## Work required
Reproduce the records exactly.

— START OF Input data —

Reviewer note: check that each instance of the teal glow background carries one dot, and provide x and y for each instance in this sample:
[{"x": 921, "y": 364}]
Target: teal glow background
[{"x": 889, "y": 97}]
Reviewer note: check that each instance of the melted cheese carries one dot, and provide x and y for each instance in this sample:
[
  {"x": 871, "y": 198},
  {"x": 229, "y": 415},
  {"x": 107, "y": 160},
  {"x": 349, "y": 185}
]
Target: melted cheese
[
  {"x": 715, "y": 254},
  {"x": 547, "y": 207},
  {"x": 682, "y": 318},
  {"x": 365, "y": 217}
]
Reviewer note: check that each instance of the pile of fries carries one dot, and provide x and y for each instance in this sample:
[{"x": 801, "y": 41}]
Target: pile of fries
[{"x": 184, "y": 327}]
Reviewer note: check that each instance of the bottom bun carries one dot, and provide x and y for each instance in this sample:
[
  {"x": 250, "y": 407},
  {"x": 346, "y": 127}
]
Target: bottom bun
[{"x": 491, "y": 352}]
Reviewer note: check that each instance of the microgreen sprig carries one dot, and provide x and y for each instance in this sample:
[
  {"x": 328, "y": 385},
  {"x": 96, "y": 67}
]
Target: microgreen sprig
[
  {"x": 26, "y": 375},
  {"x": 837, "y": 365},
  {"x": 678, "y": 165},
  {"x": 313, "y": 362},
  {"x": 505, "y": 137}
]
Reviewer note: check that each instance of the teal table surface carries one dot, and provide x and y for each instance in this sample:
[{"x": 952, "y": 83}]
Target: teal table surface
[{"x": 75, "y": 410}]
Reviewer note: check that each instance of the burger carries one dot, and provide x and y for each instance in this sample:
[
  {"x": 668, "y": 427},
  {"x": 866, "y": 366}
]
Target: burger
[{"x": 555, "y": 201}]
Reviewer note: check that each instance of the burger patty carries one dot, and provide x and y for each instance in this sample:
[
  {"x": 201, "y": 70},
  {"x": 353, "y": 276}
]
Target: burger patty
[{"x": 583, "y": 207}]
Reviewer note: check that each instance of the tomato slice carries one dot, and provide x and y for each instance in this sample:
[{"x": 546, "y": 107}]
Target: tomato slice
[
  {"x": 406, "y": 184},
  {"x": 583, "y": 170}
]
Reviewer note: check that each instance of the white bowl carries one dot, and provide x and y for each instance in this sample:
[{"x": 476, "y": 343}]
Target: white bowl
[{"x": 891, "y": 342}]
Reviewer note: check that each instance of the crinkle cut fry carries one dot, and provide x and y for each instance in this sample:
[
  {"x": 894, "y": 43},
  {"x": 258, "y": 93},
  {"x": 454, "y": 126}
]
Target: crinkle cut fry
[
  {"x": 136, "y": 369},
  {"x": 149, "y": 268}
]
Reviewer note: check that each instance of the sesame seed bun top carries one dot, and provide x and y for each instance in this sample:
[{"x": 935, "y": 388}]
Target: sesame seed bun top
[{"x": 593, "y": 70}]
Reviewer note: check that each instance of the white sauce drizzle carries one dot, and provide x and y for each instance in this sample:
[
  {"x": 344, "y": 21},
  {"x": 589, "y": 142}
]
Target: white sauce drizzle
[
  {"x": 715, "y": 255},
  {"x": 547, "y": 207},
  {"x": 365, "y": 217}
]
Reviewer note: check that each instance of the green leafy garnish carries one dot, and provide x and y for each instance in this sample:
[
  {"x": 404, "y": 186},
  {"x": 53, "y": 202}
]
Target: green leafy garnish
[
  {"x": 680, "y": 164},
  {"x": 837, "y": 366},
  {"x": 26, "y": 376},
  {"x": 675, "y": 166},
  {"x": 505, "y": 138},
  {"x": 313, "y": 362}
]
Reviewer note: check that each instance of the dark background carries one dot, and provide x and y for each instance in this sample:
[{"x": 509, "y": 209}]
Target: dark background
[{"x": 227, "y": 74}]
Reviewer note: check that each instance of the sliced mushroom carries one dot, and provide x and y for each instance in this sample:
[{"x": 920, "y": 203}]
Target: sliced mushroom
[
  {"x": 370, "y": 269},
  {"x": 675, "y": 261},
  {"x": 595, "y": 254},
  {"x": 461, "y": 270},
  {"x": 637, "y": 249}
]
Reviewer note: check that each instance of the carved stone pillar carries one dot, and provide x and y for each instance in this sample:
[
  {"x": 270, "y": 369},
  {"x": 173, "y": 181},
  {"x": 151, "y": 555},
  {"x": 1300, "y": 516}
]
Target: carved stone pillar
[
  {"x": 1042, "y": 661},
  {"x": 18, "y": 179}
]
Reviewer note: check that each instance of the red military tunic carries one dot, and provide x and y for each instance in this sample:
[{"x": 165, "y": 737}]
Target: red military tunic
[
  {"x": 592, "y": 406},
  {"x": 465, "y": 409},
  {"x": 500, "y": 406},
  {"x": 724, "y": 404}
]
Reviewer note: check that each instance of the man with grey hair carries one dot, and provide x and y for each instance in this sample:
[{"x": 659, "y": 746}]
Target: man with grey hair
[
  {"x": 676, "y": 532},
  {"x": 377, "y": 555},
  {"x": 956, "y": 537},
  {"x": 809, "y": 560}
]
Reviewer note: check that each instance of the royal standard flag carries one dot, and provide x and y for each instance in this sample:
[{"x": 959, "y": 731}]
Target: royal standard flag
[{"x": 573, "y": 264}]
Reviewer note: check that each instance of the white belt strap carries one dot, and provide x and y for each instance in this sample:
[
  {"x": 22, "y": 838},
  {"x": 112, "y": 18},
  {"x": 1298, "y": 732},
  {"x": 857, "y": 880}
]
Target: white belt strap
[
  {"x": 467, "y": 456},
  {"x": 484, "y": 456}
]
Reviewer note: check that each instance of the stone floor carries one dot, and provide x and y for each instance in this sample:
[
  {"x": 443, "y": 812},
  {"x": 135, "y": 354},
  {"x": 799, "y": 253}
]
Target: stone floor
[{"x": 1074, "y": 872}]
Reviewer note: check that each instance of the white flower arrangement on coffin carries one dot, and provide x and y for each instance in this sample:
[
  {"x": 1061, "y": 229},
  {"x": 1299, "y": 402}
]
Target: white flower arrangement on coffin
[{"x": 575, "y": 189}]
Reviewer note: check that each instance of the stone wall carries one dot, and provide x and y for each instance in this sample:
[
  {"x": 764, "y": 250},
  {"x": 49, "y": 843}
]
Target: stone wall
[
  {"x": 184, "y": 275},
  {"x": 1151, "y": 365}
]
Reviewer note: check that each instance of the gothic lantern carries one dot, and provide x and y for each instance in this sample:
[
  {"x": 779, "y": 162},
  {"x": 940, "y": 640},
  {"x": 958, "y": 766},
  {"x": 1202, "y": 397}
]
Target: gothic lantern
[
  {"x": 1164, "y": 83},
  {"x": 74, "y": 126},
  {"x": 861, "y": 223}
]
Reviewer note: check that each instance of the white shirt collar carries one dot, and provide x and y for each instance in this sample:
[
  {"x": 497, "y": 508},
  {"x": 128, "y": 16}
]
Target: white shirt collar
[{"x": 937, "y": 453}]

— END OF Input data —

## Full response
Reviewer note: check that each instance of the teal glow background carries one dot, and provide x and y for each instance in this sample:
[{"x": 921, "y": 364}]
Target: teal glow background
[{"x": 889, "y": 97}]
Reviewer note: check that each instance of the melted cheese carries one dot, and provide x and y for each instance in this sample:
[
  {"x": 871, "y": 198},
  {"x": 229, "y": 415},
  {"x": 107, "y": 160},
  {"x": 349, "y": 185}
]
Target: melted cheese
[
  {"x": 715, "y": 254},
  {"x": 547, "y": 207},
  {"x": 682, "y": 318},
  {"x": 365, "y": 217}
]
Reviewer note: check that each instance of the pile of fries carries one dot, and provide x and y for each instance in this sample:
[{"x": 801, "y": 41}]
Target: pile of fries
[{"x": 184, "y": 327}]
Reviewer note: check that each instance of the bottom bun carries one dot, and provide x and y for each instance in this sample:
[
  {"x": 250, "y": 407},
  {"x": 346, "y": 127}
]
Target: bottom bun
[{"x": 491, "y": 352}]
Reviewer note: check that each instance of the microgreen sprig carries one dot, and provide x and y for each instance in this sample:
[
  {"x": 328, "y": 385},
  {"x": 96, "y": 67}
]
Target: microgreen sprig
[
  {"x": 26, "y": 375},
  {"x": 837, "y": 365},
  {"x": 678, "y": 165},
  {"x": 313, "y": 362},
  {"x": 505, "y": 137}
]
Reviewer note: check that each instance of the teal table surface carries one dot, and provide x and y for each instance in this sample:
[{"x": 952, "y": 83}]
Target: teal table surface
[{"x": 75, "y": 410}]
Reviewer note: check that each instance of the burger carries one dot, and provide x and y for each instance in this sample:
[
  {"x": 668, "y": 427},
  {"x": 866, "y": 366}
]
Target: burger
[{"x": 555, "y": 201}]
Reviewer note: check that each instance of the burger patty carries one dot, and provide x and y for each instance in this sample:
[
  {"x": 201, "y": 70},
  {"x": 353, "y": 276}
]
Target: burger patty
[{"x": 583, "y": 207}]
Reviewer note: check that each instance of the tomato slice carries one dot, and provide x and y for each instance in this sample:
[{"x": 546, "y": 107}]
Target: tomato slice
[
  {"x": 406, "y": 184},
  {"x": 583, "y": 170}
]
Reviewer note: check that each instance of the white bowl carries one dot, and provide x and y for each instance in this sample:
[{"x": 476, "y": 343}]
Target: white bowl
[{"x": 891, "y": 342}]
Reviewer note: check that each instance of the crinkle cut fry carries one dot, and provide x and y for each instance in this sample:
[
  {"x": 894, "y": 43},
  {"x": 258, "y": 93},
  {"x": 454, "y": 126}
]
Target: crinkle cut fry
[
  {"x": 136, "y": 369},
  {"x": 149, "y": 268}
]
Reviewer note: check that each instance of the sesame seed bun top carries one dot, and provide x and y for each instance in this sample:
[{"x": 935, "y": 388}]
Target: sesame seed bun top
[{"x": 593, "y": 70}]
Reviewer note: check that each instance of the white sauce drizzle carries one dot, and provide x and y for each instance in this sample:
[
  {"x": 344, "y": 21},
  {"x": 589, "y": 142}
]
Target: white sauce drizzle
[
  {"x": 715, "y": 255},
  {"x": 547, "y": 207},
  {"x": 365, "y": 217}
]
Reviewer note: check that each instance of the green leafy garnish carries one dot, and provide x and y for each instance in this sample:
[
  {"x": 404, "y": 186},
  {"x": 53, "y": 202}
]
Target: green leafy garnish
[
  {"x": 680, "y": 164},
  {"x": 837, "y": 366},
  {"x": 26, "y": 376},
  {"x": 675, "y": 166},
  {"x": 505, "y": 138},
  {"x": 313, "y": 362}
]
Reviewer note: check that each instance of the dark background carries one dot, and provide x and y for each instance in this sample:
[{"x": 509, "y": 209}]
Target: dark background
[{"x": 227, "y": 74}]
Reviewer note: check that each instance of the sliced mushroom carries one dot, and provide x and y for each instance in this sample:
[{"x": 920, "y": 203}]
Target: sliced mushroom
[
  {"x": 370, "y": 269},
  {"x": 675, "y": 261},
  {"x": 595, "y": 254},
  {"x": 461, "y": 270},
  {"x": 637, "y": 249}
]
Reviewer note: check that each instance of the carved stone pillar carries one dot, and provide x and y for each instance in this sample:
[
  {"x": 270, "y": 369},
  {"x": 173, "y": 181},
  {"x": 151, "y": 555},
  {"x": 1300, "y": 516}
]
Target: carved stone pillar
[
  {"x": 1042, "y": 661},
  {"x": 18, "y": 179}
]
Reviewer note: check that each instance of the red military tunic carries one dot, and provide x and y for each instance in this sample:
[{"x": 165, "y": 737}]
Target: red military tunic
[
  {"x": 592, "y": 406},
  {"x": 465, "y": 409},
  {"x": 500, "y": 406},
  {"x": 724, "y": 404}
]
Reviewer note: check that each instance of the man with grey hair carries one dot, and provide x and y for each instance in this sample:
[{"x": 659, "y": 746}]
Target: man with grey hair
[
  {"x": 676, "y": 532},
  {"x": 377, "y": 555},
  {"x": 956, "y": 537},
  {"x": 809, "y": 560}
]
Reviewer note: check that each instance of the royal standard flag carries one dot, and provide x and y for each instance in this sample:
[{"x": 959, "y": 731}]
Target: royal standard flag
[{"x": 573, "y": 264}]
Reviewer note: check that each instance of the white belt strap carries one dot, and provide x and y for each instance in this sample:
[
  {"x": 22, "y": 838},
  {"x": 112, "y": 18},
  {"x": 1298, "y": 732},
  {"x": 857, "y": 880}
]
Target: white belt strap
[
  {"x": 467, "y": 456},
  {"x": 484, "y": 456}
]
Reviewer note: check that each instance of the stone floor carries one dot, and provide x and y for each instance in this sample:
[
  {"x": 443, "y": 812},
  {"x": 135, "y": 354},
  {"x": 799, "y": 253}
]
Target: stone floor
[{"x": 1074, "y": 872}]
Reviewer note: check that each instance of the white flower arrangement on coffin carries one dot, and provide x and y for each instance in this sample:
[
  {"x": 1061, "y": 229},
  {"x": 1299, "y": 402}
]
Target: white flower arrangement on coffin
[{"x": 575, "y": 189}]
Reviewer note: check that each instance of the stone wall carries one dot, and provide x and y for each instance in this sample:
[
  {"x": 764, "y": 250},
  {"x": 49, "y": 843}
]
Target: stone wall
[
  {"x": 184, "y": 275},
  {"x": 1151, "y": 365}
]
Reviewer note: check that each instance of the gothic lantern carries one dot, and provide x and y for each instance in this sample:
[
  {"x": 779, "y": 162},
  {"x": 940, "y": 640},
  {"x": 958, "y": 766},
  {"x": 1202, "y": 397}
]
Target: gothic lantern
[
  {"x": 1164, "y": 83},
  {"x": 74, "y": 126},
  {"x": 861, "y": 223}
]
Reviewer note: check that each instance of the white shirt collar carries one dot, and provide x and y for each instance in this sample:
[
  {"x": 497, "y": 508},
  {"x": 128, "y": 16}
]
Target: white shirt collar
[{"x": 937, "y": 453}]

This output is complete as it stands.